=== Dataset rows ===
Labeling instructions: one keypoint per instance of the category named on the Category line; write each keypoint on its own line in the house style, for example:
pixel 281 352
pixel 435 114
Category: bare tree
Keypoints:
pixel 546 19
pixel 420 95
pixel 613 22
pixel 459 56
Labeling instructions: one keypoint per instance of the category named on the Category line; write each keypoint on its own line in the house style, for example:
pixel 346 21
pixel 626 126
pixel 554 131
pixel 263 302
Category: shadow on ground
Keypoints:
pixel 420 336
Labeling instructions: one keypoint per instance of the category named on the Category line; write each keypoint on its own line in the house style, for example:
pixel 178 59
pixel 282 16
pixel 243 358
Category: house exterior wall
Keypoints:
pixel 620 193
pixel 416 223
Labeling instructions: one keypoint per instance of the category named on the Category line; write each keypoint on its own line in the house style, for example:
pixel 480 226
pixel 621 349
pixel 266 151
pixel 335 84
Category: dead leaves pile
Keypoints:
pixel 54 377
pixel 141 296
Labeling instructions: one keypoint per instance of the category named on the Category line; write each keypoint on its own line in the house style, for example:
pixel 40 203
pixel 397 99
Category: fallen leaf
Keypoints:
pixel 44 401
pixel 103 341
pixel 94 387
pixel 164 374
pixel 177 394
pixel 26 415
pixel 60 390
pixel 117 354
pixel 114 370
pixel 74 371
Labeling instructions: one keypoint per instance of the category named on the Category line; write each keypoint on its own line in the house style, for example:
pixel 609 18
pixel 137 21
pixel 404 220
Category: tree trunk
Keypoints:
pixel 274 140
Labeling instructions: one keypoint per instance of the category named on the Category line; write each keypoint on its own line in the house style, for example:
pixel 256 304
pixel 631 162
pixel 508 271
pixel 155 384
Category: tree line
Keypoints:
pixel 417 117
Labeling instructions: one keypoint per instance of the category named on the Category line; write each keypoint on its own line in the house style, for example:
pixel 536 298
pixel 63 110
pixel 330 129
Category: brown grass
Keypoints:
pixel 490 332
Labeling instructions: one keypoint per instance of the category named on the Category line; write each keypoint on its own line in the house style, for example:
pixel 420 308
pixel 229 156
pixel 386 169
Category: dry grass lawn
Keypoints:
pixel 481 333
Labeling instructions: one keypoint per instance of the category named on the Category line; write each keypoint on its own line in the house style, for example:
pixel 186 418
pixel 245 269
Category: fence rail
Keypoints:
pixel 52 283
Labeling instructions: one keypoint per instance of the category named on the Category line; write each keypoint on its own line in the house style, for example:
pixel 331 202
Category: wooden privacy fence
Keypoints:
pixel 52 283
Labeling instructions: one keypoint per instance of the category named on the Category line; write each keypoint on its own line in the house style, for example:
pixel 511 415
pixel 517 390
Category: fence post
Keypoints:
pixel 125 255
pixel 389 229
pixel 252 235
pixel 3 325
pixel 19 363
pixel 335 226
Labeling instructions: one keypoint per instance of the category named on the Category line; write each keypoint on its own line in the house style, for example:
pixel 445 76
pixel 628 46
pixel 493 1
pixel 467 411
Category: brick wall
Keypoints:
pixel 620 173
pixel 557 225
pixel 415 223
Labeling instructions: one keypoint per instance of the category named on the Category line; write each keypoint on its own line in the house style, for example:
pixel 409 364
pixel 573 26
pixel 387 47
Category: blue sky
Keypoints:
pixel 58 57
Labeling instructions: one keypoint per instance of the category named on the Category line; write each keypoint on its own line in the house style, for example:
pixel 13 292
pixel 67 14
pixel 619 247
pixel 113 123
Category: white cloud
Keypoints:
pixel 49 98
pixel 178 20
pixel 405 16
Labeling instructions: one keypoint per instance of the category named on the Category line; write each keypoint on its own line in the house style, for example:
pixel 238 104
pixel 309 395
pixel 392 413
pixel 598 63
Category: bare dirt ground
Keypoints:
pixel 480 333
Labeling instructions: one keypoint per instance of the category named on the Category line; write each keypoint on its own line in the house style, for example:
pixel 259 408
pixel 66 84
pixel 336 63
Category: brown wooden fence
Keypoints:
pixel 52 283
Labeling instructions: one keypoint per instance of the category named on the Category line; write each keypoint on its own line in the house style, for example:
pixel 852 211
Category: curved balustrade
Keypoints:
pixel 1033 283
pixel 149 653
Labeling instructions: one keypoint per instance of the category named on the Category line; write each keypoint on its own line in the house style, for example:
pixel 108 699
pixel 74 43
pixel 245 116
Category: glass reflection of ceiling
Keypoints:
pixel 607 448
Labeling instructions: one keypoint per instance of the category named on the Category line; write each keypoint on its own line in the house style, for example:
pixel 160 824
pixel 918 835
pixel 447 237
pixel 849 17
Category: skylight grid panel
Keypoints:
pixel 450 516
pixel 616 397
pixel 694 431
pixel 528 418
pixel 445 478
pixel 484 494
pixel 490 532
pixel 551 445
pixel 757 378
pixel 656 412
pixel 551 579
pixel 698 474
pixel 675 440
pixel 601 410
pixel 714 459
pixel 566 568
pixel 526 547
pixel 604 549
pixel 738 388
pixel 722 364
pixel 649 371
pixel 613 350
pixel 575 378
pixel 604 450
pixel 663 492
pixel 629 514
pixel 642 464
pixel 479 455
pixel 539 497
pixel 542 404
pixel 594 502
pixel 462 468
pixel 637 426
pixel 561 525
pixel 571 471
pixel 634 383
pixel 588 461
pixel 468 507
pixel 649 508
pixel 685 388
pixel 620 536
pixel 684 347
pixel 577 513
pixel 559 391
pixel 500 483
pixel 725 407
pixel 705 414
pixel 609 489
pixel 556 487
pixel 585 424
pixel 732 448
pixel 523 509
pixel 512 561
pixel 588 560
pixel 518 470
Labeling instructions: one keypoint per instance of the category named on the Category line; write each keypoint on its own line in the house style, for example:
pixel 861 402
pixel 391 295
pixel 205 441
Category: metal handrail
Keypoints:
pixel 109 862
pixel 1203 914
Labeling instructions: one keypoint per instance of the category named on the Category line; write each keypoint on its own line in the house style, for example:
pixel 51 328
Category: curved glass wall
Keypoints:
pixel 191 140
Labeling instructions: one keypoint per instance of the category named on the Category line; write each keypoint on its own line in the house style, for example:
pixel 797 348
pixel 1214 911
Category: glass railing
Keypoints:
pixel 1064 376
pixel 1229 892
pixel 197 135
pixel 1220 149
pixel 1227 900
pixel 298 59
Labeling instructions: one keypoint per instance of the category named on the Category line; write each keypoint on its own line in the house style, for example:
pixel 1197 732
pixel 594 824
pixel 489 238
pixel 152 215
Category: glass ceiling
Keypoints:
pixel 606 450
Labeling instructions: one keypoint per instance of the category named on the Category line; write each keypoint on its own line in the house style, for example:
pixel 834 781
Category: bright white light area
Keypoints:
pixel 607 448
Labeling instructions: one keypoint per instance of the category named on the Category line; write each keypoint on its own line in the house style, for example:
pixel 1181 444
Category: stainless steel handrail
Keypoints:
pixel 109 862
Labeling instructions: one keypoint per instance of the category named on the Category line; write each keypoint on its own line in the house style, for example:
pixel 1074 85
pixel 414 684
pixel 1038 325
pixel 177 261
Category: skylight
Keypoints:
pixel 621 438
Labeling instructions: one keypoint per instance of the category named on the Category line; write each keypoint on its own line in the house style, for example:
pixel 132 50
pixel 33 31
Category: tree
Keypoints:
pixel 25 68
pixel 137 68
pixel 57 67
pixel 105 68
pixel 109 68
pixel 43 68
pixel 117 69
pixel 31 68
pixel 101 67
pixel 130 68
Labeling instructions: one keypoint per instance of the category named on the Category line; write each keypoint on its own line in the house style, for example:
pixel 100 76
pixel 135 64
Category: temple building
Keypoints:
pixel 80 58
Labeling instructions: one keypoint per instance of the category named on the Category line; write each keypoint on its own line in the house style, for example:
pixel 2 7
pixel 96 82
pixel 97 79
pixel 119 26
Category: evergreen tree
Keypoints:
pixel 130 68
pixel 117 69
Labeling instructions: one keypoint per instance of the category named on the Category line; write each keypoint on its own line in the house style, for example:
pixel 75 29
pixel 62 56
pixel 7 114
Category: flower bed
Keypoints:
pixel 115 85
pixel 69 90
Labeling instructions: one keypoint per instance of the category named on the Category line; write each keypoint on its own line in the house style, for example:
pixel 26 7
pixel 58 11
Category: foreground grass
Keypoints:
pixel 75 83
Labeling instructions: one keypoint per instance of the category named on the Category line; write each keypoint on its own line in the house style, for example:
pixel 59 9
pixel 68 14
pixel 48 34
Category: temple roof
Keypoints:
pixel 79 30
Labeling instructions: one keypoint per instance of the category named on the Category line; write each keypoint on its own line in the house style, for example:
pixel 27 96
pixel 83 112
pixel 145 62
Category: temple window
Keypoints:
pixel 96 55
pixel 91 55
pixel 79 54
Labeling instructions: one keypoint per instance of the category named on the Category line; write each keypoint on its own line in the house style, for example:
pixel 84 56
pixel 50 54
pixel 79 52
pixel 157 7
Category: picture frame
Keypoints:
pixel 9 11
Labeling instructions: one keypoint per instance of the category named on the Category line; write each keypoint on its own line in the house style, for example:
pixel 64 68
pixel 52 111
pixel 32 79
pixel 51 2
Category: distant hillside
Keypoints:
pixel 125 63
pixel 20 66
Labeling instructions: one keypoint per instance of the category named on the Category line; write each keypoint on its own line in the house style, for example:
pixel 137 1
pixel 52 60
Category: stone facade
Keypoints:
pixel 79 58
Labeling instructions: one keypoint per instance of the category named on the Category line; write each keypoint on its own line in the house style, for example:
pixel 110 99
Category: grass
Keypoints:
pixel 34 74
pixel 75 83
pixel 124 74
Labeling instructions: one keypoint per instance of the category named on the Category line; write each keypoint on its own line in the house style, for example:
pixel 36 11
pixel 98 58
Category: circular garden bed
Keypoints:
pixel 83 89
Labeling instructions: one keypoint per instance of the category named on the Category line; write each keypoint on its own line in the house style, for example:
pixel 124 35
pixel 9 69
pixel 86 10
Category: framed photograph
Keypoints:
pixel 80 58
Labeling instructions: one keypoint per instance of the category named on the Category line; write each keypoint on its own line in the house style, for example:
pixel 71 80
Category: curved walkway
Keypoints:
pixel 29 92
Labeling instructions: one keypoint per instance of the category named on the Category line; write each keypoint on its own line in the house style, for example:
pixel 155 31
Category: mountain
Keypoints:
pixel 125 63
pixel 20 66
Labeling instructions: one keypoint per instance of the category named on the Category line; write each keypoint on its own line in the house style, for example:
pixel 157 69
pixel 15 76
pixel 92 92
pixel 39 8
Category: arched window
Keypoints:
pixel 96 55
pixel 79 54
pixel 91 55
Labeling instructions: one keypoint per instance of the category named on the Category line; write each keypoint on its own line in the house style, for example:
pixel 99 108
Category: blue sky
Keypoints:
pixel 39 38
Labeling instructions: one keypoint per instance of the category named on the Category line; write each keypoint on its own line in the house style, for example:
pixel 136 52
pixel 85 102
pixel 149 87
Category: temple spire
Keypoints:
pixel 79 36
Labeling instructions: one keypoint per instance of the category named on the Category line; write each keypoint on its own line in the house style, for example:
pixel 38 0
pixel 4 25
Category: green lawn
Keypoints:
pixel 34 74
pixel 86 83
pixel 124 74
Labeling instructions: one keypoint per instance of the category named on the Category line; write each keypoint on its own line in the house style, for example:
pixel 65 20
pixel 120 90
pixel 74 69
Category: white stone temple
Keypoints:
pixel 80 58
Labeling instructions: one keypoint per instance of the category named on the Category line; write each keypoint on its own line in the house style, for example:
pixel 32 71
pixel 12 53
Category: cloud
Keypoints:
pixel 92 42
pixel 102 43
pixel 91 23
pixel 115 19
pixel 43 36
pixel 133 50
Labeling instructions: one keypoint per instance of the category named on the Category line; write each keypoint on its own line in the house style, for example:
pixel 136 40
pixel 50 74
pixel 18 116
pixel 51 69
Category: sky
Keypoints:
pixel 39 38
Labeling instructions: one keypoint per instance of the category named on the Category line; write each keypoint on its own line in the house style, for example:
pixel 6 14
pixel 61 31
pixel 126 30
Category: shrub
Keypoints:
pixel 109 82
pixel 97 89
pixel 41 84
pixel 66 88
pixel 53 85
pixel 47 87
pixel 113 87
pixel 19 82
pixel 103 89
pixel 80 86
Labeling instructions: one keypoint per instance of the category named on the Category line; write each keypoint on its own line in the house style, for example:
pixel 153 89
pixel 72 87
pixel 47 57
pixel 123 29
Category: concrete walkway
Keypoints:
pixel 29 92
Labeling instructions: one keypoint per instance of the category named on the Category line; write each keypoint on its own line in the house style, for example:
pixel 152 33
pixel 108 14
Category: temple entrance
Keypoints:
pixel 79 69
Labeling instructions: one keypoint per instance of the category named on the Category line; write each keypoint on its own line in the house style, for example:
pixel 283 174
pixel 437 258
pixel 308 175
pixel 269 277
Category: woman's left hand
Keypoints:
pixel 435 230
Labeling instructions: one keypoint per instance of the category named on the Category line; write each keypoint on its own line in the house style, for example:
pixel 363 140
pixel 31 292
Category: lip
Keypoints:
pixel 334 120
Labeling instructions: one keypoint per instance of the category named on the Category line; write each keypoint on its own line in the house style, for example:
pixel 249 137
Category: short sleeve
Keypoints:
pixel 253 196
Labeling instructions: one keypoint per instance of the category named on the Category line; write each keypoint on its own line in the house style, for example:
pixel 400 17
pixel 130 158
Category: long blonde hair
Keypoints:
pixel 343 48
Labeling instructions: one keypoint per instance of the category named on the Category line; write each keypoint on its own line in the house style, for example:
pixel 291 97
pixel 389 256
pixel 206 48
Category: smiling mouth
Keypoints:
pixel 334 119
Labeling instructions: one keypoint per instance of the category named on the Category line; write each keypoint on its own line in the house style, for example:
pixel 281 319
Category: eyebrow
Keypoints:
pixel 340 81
===
- Exercise brief -
How many lines in the records contain the string "ceiling"? Reply with only the number.

- Completed task -
2